Lines of data —
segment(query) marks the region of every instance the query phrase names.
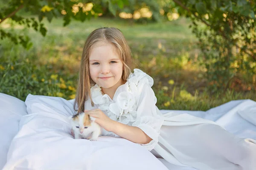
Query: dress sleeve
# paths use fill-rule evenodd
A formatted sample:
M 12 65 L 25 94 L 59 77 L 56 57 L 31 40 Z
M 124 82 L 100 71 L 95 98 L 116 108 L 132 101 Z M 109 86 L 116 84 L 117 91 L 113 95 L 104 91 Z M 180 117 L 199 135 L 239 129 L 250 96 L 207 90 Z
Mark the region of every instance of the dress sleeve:
M 149 85 L 145 83 L 141 89 L 140 96 L 137 103 L 137 118 L 132 126 L 140 128 L 152 139 L 148 144 L 139 144 L 150 151 L 158 142 L 163 116 L 155 105 L 156 98 Z

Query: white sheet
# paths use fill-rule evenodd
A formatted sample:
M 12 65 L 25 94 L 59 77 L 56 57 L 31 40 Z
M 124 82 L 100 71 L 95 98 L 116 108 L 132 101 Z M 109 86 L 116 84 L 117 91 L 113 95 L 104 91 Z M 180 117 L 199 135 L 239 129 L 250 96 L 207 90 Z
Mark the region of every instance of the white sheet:
M 12 142 L 3 170 L 167 170 L 143 147 L 121 138 L 74 139 L 71 103 L 29 95 L 28 113 Z M 54 108 L 53 109 L 53 108 Z
M 2 99 L 3 96 L 2 96 Z M 17 101 L 16 100 L 9 103 L 13 104 L 17 103 Z M 20 122 L 20 131 L 12 143 L 8 154 L 8 162 L 4 169 L 15 169 L 12 167 L 18 164 L 20 167 L 35 167 L 42 165 L 44 166 L 44 167 L 50 167 L 52 169 L 54 167 L 53 166 L 55 166 L 55 167 L 59 166 L 58 167 L 63 168 L 60 169 L 69 169 L 68 167 L 68 167 L 69 165 L 78 166 L 78 164 L 81 163 L 81 159 L 76 159 L 78 157 L 77 155 L 79 155 L 79 158 L 84 160 L 82 162 L 84 163 L 83 165 L 84 166 L 84 167 L 88 168 L 90 167 L 91 169 L 88 169 L 114 170 L 115 168 L 120 169 L 120 166 L 122 167 L 123 166 L 122 162 L 125 158 L 125 161 L 129 160 L 125 162 L 129 162 L 125 164 L 125 168 L 127 167 L 127 169 L 134 169 L 134 167 L 131 166 L 136 164 L 137 167 L 141 169 L 145 169 L 147 165 L 150 167 L 150 169 L 165 169 L 160 162 L 156 162 L 156 160 L 157 159 L 154 156 L 152 157 L 152 154 L 148 154 L 149 153 L 144 152 L 145 150 L 142 149 L 139 145 L 124 139 L 114 138 L 114 140 L 113 140 L 113 138 L 103 136 L 99 139 L 99 141 L 96 142 L 97 142 L 97 144 L 84 139 L 80 139 L 82 141 L 79 142 L 72 139 L 68 134 L 70 127 L 67 124 L 66 116 L 72 114 L 73 101 L 73 100 L 68 101 L 58 97 L 29 95 L 26 100 L 26 105 L 28 112 L 30 115 L 24 116 Z M 22 103 L 23 102 L 19 102 Z M 6 115 L 13 114 L 6 113 L 6 108 L 9 108 L 6 107 L 3 109 L 3 108 L 6 106 L 16 109 L 19 114 L 26 114 L 24 110 L 14 107 L 14 105 L 7 106 L 5 104 L 2 105 L 0 105 L 0 116 L 1 118 L 6 118 Z M 21 108 L 22 107 L 19 107 Z M 24 108 L 24 105 L 22 108 Z M 164 113 L 169 111 L 178 113 L 187 113 L 198 117 L 215 121 L 228 131 L 239 137 L 256 139 L 256 102 L 250 100 L 231 101 L 206 112 L 169 110 L 162 110 L 161 111 Z M 19 112 L 21 113 L 20 113 Z M 19 118 L 15 119 L 12 116 L 8 116 L 8 118 L 12 121 L 10 123 L 16 125 L 16 127 L 15 125 L 11 126 L 11 130 L 8 131 L 10 132 L 9 133 L 6 133 L 6 131 L 4 132 L 6 136 L 8 136 L 9 139 L 12 139 L 14 133 L 18 130 L 17 126 Z M 3 121 L 0 122 L 0 129 L 3 129 L 2 128 L 4 127 L 6 125 Z M 45 136 L 48 136 L 48 138 L 45 139 Z M 32 140 L 35 141 L 35 143 L 32 142 Z M 9 141 L 10 140 L 9 142 Z M 76 141 L 76 144 L 70 144 L 71 143 L 74 144 L 74 141 Z M 0 142 L 2 146 L 3 142 L 1 140 Z M 87 144 L 84 144 L 84 143 Z M 115 145 L 113 146 L 113 144 L 118 145 L 119 147 Z M 76 149 L 76 146 L 78 145 L 82 146 L 82 147 L 79 148 L 81 149 Z M 64 145 L 68 147 L 63 147 Z M 46 147 L 46 146 L 47 147 Z M 7 150 L 9 146 L 5 145 L 4 147 L 6 150 Z M 93 149 L 92 149 L 92 147 Z M 119 150 L 116 149 L 116 148 Z M 96 151 L 96 149 L 98 151 Z M 76 152 L 73 152 L 74 150 Z M 82 150 L 87 151 L 83 152 Z M 118 153 L 119 150 L 122 150 L 123 153 L 127 152 L 126 156 L 122 155 L 123 152 Z M 72 153 L 76 153 L 72 154 Z M 86 153 L 87 154 L 86 155 Z M 90 154 L 91 156 L 88 156 Z M 146 159 L 142 159 L 139 156 L 142 155 L 145 156 L 145 157 Z M 58 156 L 57 156 L 57 155 Z M 122 155 L 122 157 L 117 157 L 117 155 Z M 0 160 L 4 160 L 4 161 L 6 159 L 3 154 L 0 154 Z M 125 158 L 123 157 L 124 156 Z M 44 160 L 46 158 L 47 160 Z M 53 160 L 54 159 L 59 161 L 54 162 Z M 99 160 L 102 160 L 101 163 L 98 163 Z M 195 168 L 174 165 L 163 159 L 159 159 L 158 160 L 169 170 L 195 170 Z M 64 161 L 65 164 L 63 163 L 63 161 Z M 140 167 L 140 165 L 142 164 L 141 162 L 145 162 L 143 161 L 146 161 L 147 164 L 144 163 L 144 167 Z M 137 164 L 131 163 L 134 162 L 137 162 Z M 66 164 L 67 162 L 68 163 Z M 73 163 L 70 164 L 70 162 Z M 152 165 L 150 162 L 152 163 Z M 157 167 L 154 165 L 156 165 Z M 0 169 L 2 168 L 0 165 Z M 74 169 L 74 167 L 72 167 L 71 169 Z
M 19 121 L 26 114 L 24 102 L 0 93 L 0 169 L 6 162 L 11 142 L 19 130 Z

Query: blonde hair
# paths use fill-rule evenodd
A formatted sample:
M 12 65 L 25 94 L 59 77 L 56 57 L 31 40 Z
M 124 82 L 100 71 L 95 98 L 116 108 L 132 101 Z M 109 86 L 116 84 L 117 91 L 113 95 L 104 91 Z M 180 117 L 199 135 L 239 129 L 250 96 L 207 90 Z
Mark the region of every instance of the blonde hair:
M 89 71 L 89 57 L 92 49 L 100 42 L 105 42 L 112 44 L 119 54 L 123 64 L 122 79 L 125 82 L 130 73 L 133 61 L 130 48 L 121 31 L 115 28 L 100 28 L 93 31 L 89 35 L 83 50 L 76 90 L 74 103 L 74 109 L 77 113 L 84 111 L 84 102 L 90 97 L 92 106 L 93 102 L 90 88 L 95 82 L 90 78 Z

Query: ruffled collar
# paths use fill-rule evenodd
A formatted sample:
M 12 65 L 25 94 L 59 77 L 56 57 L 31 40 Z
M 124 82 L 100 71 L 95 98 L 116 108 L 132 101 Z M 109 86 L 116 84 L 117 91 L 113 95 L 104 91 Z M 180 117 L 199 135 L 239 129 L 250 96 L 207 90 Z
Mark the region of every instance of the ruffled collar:
M 134 71 L 126 82 L 117 88 L 113 100 L 108 94 L 102 94 L 98 85 L 91 88 L 93 102 L 98 108 L 105 111 L 111 119 L 125 124 L 136 120 L 140 91 L 144 84 L 151 87 L 154 84 L 152 77 L 138 69 Z

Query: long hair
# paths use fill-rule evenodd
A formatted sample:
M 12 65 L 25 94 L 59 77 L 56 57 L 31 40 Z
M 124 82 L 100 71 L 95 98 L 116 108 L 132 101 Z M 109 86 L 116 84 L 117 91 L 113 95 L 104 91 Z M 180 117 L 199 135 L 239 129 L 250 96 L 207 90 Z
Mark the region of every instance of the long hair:
M 84 111 L 84 102 L 90 97 L 92 101 L 90 88 L 96 83 L 91 79 L 89 71 L 89 56 L 92 49 L 97 43 L 104 41 L 112 45 L 119 55 L 123 65 L 122 79 L 125 82 L 133 65 L 133 60 L 130 48 L 121 31 L 115 28 L 100 28 L 93 31 L 89 35 L 83 50 L 79 71 L 76 94 L 74 103 L 74 109 L 77 113 Z

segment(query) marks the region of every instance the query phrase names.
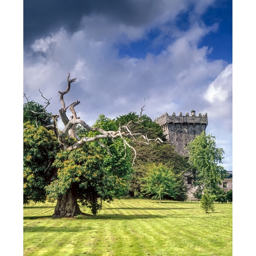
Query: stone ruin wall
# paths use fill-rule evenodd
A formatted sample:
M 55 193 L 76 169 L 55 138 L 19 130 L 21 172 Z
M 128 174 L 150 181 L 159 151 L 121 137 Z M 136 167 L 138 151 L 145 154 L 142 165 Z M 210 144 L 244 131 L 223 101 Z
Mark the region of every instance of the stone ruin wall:
M 223 183 L 227 183 L 227 187 L 224 187 Z M 195 191 L 197 187 L 194 187 L 193 185 L 187 184 L 188 188 L 188 198 L 187 201 L 197 201 L 197 199 L 195 198 L 193 195 L 193 193 Z M 220 187 L 223 189 L 225 192 L 226 192 L 228 190 L 233 190 L 233 179 L 225 179 L 222 181 L 221 185 L 219 185 Z
M 185 145 L 194 140 L 197 135 L 200 135 L 203 131 L 205 131 L 208 124 L 208 117 L 207 113 L 203 115 L 199 113 L 198 116 L 196 116 L 194 111 L 191 112 L 190 116 L 187 112 L 185 116 L 183 115 L 181 112 L 179 113 L 178 116 L 174 113 L 170 116 L 167 112 L 166 112 L 155 118 L 154 121 L 161 127 L 164 134 L 170 142 L 175 140 L 176 132 L 176 140 L 174 143 L 175 150 L 180 154 L 186 156 L 188 150 L 186 148 Z M 187 131 L 185 130 L 185 128 L 187 128 Z M 177 131 L 178 129 L 179 129 Z M 185 182 L 187 183 L 187 181 Z M 232 179 L 225 179 L 222 181 L 222 185 L 219 186 L 220 187 L 223 187 L 224 183 L 227 183 L 227 187 L 224 188 L 226 192 L 232 189 Z M 187 184 L 187 185 L 188 188 L 187 200 L 197 201 L 193 195 L 197 187 L 189 184 Z

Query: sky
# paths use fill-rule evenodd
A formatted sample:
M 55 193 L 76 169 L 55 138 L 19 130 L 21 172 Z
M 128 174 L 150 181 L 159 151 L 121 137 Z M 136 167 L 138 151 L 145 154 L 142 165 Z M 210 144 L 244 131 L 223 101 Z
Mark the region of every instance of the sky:
M 207 113 L 207 133 L 232 171 L 231 0 L 73 0 L 23 3 L 23 91 L 47 109 L 58 91 L 92 125 L 135 112 Z M 68 116 L 69 116 L 68 113 Z M 71 115 L 71 114 L 70 115 Z M 60 119 L 58 125 L 63 124 Z

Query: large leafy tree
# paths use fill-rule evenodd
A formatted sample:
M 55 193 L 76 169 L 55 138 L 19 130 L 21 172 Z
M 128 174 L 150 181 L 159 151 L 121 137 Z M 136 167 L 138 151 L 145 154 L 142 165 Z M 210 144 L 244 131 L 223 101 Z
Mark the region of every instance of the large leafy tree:
M 172 168 L 154 164 L 148 165 L 146 168 L 148 170 L 143 178 L 144 183 L 142 185 L 145 191 L 154 195 L 153 198 L 159 198 L 160 203 L 164 195 L 175 197 L 176 181 Z
M 189 160 L 194 168 L 194 184 L 214 194 L 218 191 L 226 171 L 222 163 L 224 151 L 216 147 L 215 138 L 202 132 L 188 144 Z
M 134 134 L 131 132 L 130 125 L 139 125 L 143 121 L 141 116 L 143 107 L 137 121 L 131 120 L 127 123 L 119 125 L 117 129 L 109 129 L 109 127 L 108 127 L 105 130 L 100 127 L 92 127 L 88 125 L 80 117 L 77 116 L 75 110 L 75 107 L 80 103 L 79 100 L 69 105 L 72 113 L 71 118 L 69 119 L 66 113 L 68 107 L 66 107 L 64 95 L 70 91 L 72 83 L 77 80 L 76 78 L 70 79 L 69 77 L 69 74 L 67 78 L 67 87 L 66 90 L 58 92 L 61 104 L 59 114 L 52 114 L 46 112 L 46 108 L 50 104 L 49 100 L 45 98 L 42 93 L 42 97 L 46 101 L 46 105 L 41 112 L 30 109 L 28 104 L 25 109 L 26 111 L 30 112 L 37 116 L 43 117 L 45 119 L 51 119 L 51 123 L 46 125 L 46 127 L 53 131 L 59 144 L 59 150 L 55 160 L 51 166 L 51 166 L 48 167 L 57 169 L 56 177 L 47 187 L 46 189 L 48 199 L 50 201 L 57 199 L 57 201 L 53 215 L 55 216 L 73 216 L 80 214 L 78 202 L 90 207 L 92 212 L 96 214 L 100 208 L 100 206 L 96 200 L 98 197 L 107 200 L 111 199 L 111 195 L 112 194 L 110 191 L 113 183 L 111 177 L 108 175 L 110 171 L 107 170 L 106 160 L 103 160 L 104 156 L 95 145 L 86 146 L 86 144 L 96 143 L 106 151 L 109 156 L 112 157 L 113 154 L 111 148 L 112 144 L 109 145 L 106 143 L 107 141 L 108 143 L 119 138 L 122 142 L 125 154 L 126 152 L 127 155 L 129 154 L 128 150 L 126 150 L 129 148 L 133 150 L 135 156 L 136 150 L 129 144 L 129 138 L 136 140 L 142 135 L 141 139 L 145 139 L 146 144 L 153 141 L 162 142 L 159 138 L 148 139 L 144 135 L 139 133 Z M 27 100 L 26 94 L 24 94 L 24 96 Z M 65 126 L 62 131 L 59 129 L 57 125 L 57 119 L 60 117 Z M 78 125 L 88 132 L 86 133 L 84 136 L 78 138 L 78 139 L 77 126 Z M 90 132 L 96 133 L 91 135 Z M 117 157 L 119 156 L 117 156 Z M 111 160 L 110 162 L 113 163 L 114 161 Z M 112 170 L 112 167 L 114 170 L 113 166 L 110 169 Z M 123 170 L 125 169 L 123 168 Z M 125 172 L 123 176 L 127 174 Z M 119 174 L 120 174 L 119 172 Z M 113 191 L 114 194 L 115 189 Z
M 105 130 L 116 131 L 118 127 L 115 120 L 103 114 L 100 115 L 93 124 L 94 127 L 99 127 Z M 79 138 L 86 135 L 90 137 L 99 134 L 98 132 L 88 131 L 79 128 L 77 133 Z M 127 141 L 129 141 L 128 139 Z M 131 152 L 129 147 L 124 150 L 123 141 L 120 138 L 113 140 L 103 139 L 102 142 L 108 147 L 111 153 L 110 155 L 104 148 L 97 143 L 92 143 L 103 156 L 103 164 L 108 174 L 109 182 L 112 184 L 112 193 L 116 197 L 127 194 L 129 182 L 132 173 Z
M 44 202 L 46 186 L 53 179 L 56 170 L 53 166 L 60 147 L 53 132 L 30 121 L 24 124 L 23 203 L 29 201 Z

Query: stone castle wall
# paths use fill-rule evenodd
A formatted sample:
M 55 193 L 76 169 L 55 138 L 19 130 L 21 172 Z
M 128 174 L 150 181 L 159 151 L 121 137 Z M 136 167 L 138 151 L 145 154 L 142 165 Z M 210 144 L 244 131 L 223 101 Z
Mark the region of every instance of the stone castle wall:
M 199 113 L 198 116 L 196 116 L 194 110 L 191 111 L 190 116 L 187 112 L 185 115 L 183 115 L 182 113 L 180 112 L 179 115 L 176 116 L 175 113 L 169 115 L 168 113 L 166 112 L 155 118 L 154 121 L 161 127 L 167 140 L 170 143 L 174 142 L 173 144 L 175 150 L 180 154 L 187 156 L 188 153 L 187 145 L 193 141 L 197 135 L 200 135 L 203 131 L 205 131 L 208 124 L 208 117 L 207 113 L 203 115 Z M 187 182 L 185 181 L 185 183 Z M 224 185 L 224 183 L 225 184 Z M 226 187 L 225 187 L 226 185 Z M 188 188 L 187 200 L 197 201 L 193 195 L 197 187 L 192 184 L 188 184 L 187 185 Z M 232 179 L 224 180 L 222 185 L 219 186 L 223 188 L 226 192 L 232 189 Z
M 224 185 L 224 183 L 226 183 Z M 195 191 L 197 187 L 194 187 L 193 185 L 188 184 L 188 198 L 187 201 L 197 201 L 197 199 L 195 198 L 193 195 L 193 193 Z M 223 188 L 226 193 L 228 190 L 233 190 L 233 179 L 225 179 L 222 181 L 221 185 L 219 185 L 219 187 Z
M 166 112 L 154 119 L 162 127 L 164 134 L 168 141 L 173 143 L 175 150 L 181 154 L 186 156 L 187 154 L 187 144 L 199 135 L 203 131 L 205 131 L 208 124 L 207 113 L 202 115 L 199 113 L 196 116 L 195 112 L 192 110 L 189 116 L 188 113 L 185 115 L 180 112 L 178 116 L 175 113 L 169 115 Z

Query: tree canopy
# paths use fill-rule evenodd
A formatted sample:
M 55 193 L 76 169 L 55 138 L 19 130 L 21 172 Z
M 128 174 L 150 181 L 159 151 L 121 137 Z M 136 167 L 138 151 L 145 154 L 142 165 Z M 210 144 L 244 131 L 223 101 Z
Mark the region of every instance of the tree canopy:
M 146 168 L 148 172 L 143 178 L 145 182 L 142 185 L 145 191 L 159 198 L 160 203 L 164 195 L 175 197 L 176 181 L 172 168 L 167 168 L 163 164 L 158 166 L 154 164 L 148 164 Z
M 218 190 L 226 171 L 219 165 L 224 154 L 222 148 L 216 147 L 215 138 L 203 131 L 188 145 L 189 161 L 194 168 L 194 184 L 214 193 Z
M 40 121 L 42 124 L 53 131 L 53 133 L 51 132 L 51 134 L 54 135 L 55 140 L 49 141 L 49 136 L 46 134 L 49 131 L 47 130 L 44 130 L 44 133 L 42 132 L 38 133 L 39 129 L 33 131 L 32 128 L 30 131 L 37 136 L 38 139 L 34 140 L 33 144 L 27 145 L 26 137 L 28 131 L 26 128 L 24 129 L 24 143 L 28 148 L 24 162 L 24 169 L 26 173 L 24 186 L 26 187 L 28 181 L 38 176 L 36 180 L 42 180 L 42 185 L 39 183 L 37 184 L 41 186 L 42 189 L 44 186 L 46 192 L 41 197 L 37 197 L 35 200 L 44 201 L 46 197 L 50 201 L 57 200 L 53 215 L 55 217 L 73 216 L 80 214 L 78 202 L 90 207 L 92 213 L 96 214 L 100 209 L 97 200 L 98 197 L 110 201 L 114 195 L 118 193 L 118 190 L 127 187 L 127 181 L 131 172 L 131 150 L 135 155 L 133 162 L 136 155 L 136 150 L 130 144 L 130 142 L 139 140 L 142 143 L 143 141 L 147 144 L 152 142 L 163 142 L 159 137 L 149 138 L 144 131 L 143 133 L 133 133 L 131 130 L 131 127 L 139 126 L 143 121 L 142 117 L 144 106 L 141 108 L 140 114 L 136 120 L 131 120 L 122 123 L 121 125 L 119 122 L 119 124 L 117 125 L 115 122 L 102 115 L 96 120 L 95 125 L 89 125 L 77 116 L 75 110 L 75 108 L 80 103 L 79 100 L 69 104 L 68 107 L 66 106 L 64 96 L 69 92 L 72 83 L 77 79 L 70 79 L 69 77 L 69 74 L 66 90 L 58 92 L 61 106 L 59 114 L 52 114 L 46 112 L 50 100 L 45 98 L 41 92 L 42 97 L 46 101 L 46 106 L 42 108 L 36 103 L 30 103 L 28 98 L 25 94 L 24 95 L 27 100 L 27 104 L 24 106 L 24 111 L 29 113 L 30 115 L 43 117 L 45 121 L 47 121 L 44 123 L 42 120 Z M 69 119 L 66 113 L 69 107 L 72 113 Z M 32 115 L 29 116 L 26 113 L 24 115 L 28 119 L 33 119 Z M 57 125 L 59 117 L 65 126 L 61 131 Z M 52 121 L 50 123 L 48 120 L 50 119 Z M 26 120 L 25 118 L 24 120 Z M 81 127 L 78 129 L 77 134 L 77 127 L 79 125 Z M 40 127 L 39 126 L 37 129 Z M 33 159 L 33 152 L 38 150 L 39 146 L 42 144 L 42 136 L 46 137 L 43 152 L 46 150 L 46 155 L 49 157 L 46 157 L 44 159 L 38 152 L 38 157 L 44 160 L 42 165 L 40 161 L 36 162 L 35 160 L 30 163 L 28 160 Z M 55 146 L 56 142 L 58 143 L 57 147 Z M 51 146 L 52 144 L 54 144 L 55 147 Z M 47 150 L 53 153 L 49 154 L 48 156 Z M 32 166 L 30 169 L 33 170 L 30 170 L 30 164 Z M 42 166 L 39 168 L 40 171 L 38 172 L 37 170 L 39 167 L 37 166 L 40 165 Z M 31 172 L 36 172 L 37 175 L 30 175 Z M 45 173 L 50 177 L 50 184 L 46 181 Z M 27 187 L 28 185 L 26 184 Z M 34 189 L 32 190 L 35 190 L 36 186 L 35 185 Z M 29 198 L 34 200 L 32 195 L 32 190 L 25 191 L 25 203 L 28 202 Z

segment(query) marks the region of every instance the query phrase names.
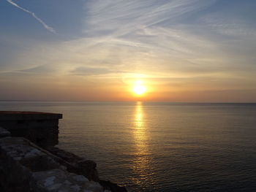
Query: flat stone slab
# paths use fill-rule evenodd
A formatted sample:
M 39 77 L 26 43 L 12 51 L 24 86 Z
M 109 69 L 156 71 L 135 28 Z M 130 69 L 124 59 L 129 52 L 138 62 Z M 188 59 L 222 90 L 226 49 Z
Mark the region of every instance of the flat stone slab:
M 0 139 L 0 183 L 7 192 L 108 191 L 97 182 L 67 172 L 33 145 L 22 137 Z
M 29 111 L 0 111 L 0 120 L 51 119 L 62 119 L 62 114 Z
M 11 136 L 11 133 L 9 131 L 0 127 L 0 138 L 10 136 Z

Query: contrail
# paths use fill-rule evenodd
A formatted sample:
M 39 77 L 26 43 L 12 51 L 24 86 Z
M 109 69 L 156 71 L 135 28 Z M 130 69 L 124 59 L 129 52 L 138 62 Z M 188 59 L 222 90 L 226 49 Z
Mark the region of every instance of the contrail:
M 49 26 L 48 25 L 47 25 L 42 19 L 40 19 L 39 18 L 38 18 L 33 12 L 29 11 L 21 7 L 20 7 L 19 5 L 18 5 L 17 4 L 15 4 L 15 2 L 12 1 L 12 0 L 7 0 L 9 3 L 10 3 L 11 4 L 14 5 L 15 7 L 20 9 L 21 10 L 26 12 L 27 13 L 31 15 L 36 20 L 37 20 L 39 23 L 41 23 L 41 24 L 44 26 L 44 28 L 45 28 L 47 30 L 48 30 L 49 31 L 53 33 L 53 34 L 56 34 L 56 31 L 55 31 L 54 28 Z

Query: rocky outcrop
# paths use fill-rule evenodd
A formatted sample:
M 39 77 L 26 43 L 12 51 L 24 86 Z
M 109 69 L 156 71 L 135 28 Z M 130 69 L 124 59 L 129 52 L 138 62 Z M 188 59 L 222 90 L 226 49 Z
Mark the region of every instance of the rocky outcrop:
M 0 127 L 13 137 L 25 137 L 47 147 L 59 143 L 59 119 L 61 114 L 38 112 L 0 111 Z
M 28 112 L 27 114 L 30 115 L 29 119 L 32 120 L 32 123 L 27 119 L 26 124 L 30 126 L 35 125 L 35 116 L 31 115 L 31 113 L 37 114 L 37 117 L 35 119 L 37 120 L 42 118 L 39 117 L 40 115 L 42 115 L 41 119 L 45 119 L 48 115 Z M 7 115 L 6 120 L 3 118 L 4 115 L 1 116 L 1 114 L 3 113 L 0 112 L 0 125 L 5 126 L 4 128 L 7 124 L 15 125 L 17 117 L 22 118 L 19 115 L 12 119 L 10 115 Z M 32 120 L 31 117 L 34 117 Z M 12 123 L 12 120 L 16 123 Z M 58 130 L 58 123 L 54 125 L 55 128 L 57 127 Z M 23 125 L 21 127 L 23 128 Z M 42 127 L 44 126 L 42 126 L 41 128 Z M 56 147 L 52 142 L 44 141 L 43 145 L 40 142 L 34 143 L 29 140 L 31 137 L 27 134 L 28 131 L 24 132 L 26 138 L 14 137 L 17 136 L 17 132 L 13 130 L 26 130 L 26 128 L 19 129 L 20 128 L 15 126 L 11 126 L 8 130 L 0 128 L 0 191 L 127 191 L 124 187 L 100 180 L 96 169 L 97 164 L 93 161 Z M 29 132 L 37 132 L 36 137 L 32 138 L 38 142 L 37 138 L 40 133 L 37 131 L 40 131 L 40 129 L 37 126 L 30 126 L 27 129 L 29 129 Z M 19 132 L 18 136 L 22 137 L 22 131 Z M 52 139 L 53 137 L 50 138 L 50 140 Z
M 68 172 L 22 137 L 0 139 L 0 159 L 1 185 L 6 192 L 104 191 L 99 183 Z

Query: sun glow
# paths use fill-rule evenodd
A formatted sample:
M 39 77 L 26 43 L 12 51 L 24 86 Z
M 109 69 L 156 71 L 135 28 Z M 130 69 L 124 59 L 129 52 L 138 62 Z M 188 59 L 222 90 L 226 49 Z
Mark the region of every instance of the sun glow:
M 136 81 L 132 91 L 137 95 L 142 95 L 146 91 L 146 88 L 143 85 L 140 80 L 138 80 Z

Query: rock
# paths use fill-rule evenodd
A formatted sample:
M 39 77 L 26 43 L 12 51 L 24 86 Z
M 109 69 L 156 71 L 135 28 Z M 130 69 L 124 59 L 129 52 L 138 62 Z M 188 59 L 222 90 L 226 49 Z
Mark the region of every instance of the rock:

What the exercise asks —
Lay out the lines of the material above as a JSON list of strings, one string per line, leaving out blank lines. Begin at the line that contains "Query: ruffled collar" and stop after the line that contains "M 84 111 L 84".

Right answer —
[
  "Query: ruffled collar",
  "# paths use fill-rule evenodd",
  "A formatted sample:",
  "M 12 65 L 25 94 L 59 77 L 56 57 L 31 40 Z",
  "M 124 82 L 100 71 L 95 98 L 116 108 L 132 101 Z M 109 86 L 116 84 L 117 91 L 113 95 L 104 91 Z M 180 117 L 199 135 L 239 129 L 250 96 L 207 90 Z",
  "Mark the region of every instance of the ruffled collar:",
  "M 134 71 L 126 82 L 117 88 L 113 100 L 108 94 L 102 94 L 98 85 L 91 88 L 93 102 L 98 108 L 105 111 L 111 119 L 125 124 L 136 120 L 140 91 L 144 84 L 151 87 L 154 84 L 152 77 L 138 69 Z",
  "Query: long hair",
  "# paths use fill-rule evenodd",
  "A formatted sample:",
  "M 12 65 L 25 94 L 59 77 L 56 57 L 31 40 Z",
  "M 124 82 L 100 71 L 95 98 L 116 108 L 132 101 Z M 109 86 L 116 84 L 117 91 L 113 95 L 104 91 Z M 180 117 L 199 135 L 239 129 L 250 96 L 207 90 Z",
  "Mark the region of every instance of the long hair:",
  "M 84 111 L 84 102 L 90 97 L 92 101 L 90 88 L 96 83 L 91 79 L 89 71 L 89 56 L 92 49 L 97 43 L 104 41 L 112 45 L 119 55 L 123 65 L 122 79 L 125 82 L 133 65 L 133 60 L 130 48 L 121 31 L 115 28 L 100 28 L 93 31 L 89 35 L 83 50 L 79 71 L 76 94 L 74 103 L 74 109 L 77 113 Z"
]